Your objective. After locating the line with "Question. For every instance of the green foliage" in the data that follows, return it and every later line exactly, up to and including the line with "Question. For every instance of the blood".

Material supplied.
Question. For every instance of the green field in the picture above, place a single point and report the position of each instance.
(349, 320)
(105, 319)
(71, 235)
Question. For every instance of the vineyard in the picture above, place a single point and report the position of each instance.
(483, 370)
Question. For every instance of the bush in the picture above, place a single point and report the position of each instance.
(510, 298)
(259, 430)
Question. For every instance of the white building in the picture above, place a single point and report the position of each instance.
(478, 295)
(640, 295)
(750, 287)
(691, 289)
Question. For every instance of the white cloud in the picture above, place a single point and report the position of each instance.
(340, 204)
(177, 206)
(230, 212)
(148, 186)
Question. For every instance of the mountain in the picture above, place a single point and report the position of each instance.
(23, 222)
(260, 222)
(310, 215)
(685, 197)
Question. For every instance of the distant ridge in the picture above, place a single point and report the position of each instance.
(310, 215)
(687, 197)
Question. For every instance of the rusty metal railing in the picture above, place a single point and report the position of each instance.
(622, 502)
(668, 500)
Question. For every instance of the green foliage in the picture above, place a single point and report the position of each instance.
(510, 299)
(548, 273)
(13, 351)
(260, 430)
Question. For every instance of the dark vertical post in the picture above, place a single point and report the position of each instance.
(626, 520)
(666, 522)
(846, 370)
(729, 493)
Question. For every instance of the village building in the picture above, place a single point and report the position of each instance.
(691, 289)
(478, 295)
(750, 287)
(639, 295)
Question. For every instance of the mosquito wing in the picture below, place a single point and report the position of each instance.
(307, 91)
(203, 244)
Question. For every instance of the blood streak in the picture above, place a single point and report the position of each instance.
---
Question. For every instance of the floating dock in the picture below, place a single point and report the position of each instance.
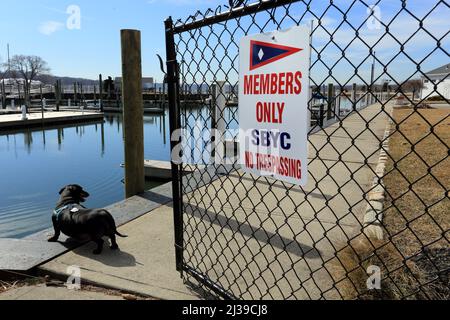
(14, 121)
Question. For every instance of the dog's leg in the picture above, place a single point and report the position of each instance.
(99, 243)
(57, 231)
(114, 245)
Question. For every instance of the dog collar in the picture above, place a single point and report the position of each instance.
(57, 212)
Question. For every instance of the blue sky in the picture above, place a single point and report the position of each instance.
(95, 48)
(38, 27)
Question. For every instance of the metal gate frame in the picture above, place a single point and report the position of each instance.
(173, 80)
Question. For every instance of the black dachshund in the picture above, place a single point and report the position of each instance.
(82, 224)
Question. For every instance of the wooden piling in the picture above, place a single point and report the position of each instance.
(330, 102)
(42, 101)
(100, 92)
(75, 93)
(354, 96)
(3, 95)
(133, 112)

Answer for the task.
Question. For every instance of the green foliage in the picture above, place a single point and report the position of each instance.
(510, 299)
(548, 273)
(13, 351)
(260, 430)
Question. For every instance of the dark vertical post in the picture above, place a single point and report the position of each instance.
(626, 520)
(666, 522)
(846, 370)
(729, 493)
Question. For every instance of the village building in the picture above, place a single point and report the position of each instance.
(691, 289)
(478, 295)
(750, 287)
(639, 295)
Question. For every instance of the mosquito wing in the picture below, place a single point and report the position of each instance.
(307, 91)
(203, 244)
Question. For every instance of the blood streak in the picture above, place a single point and report the position of each instance.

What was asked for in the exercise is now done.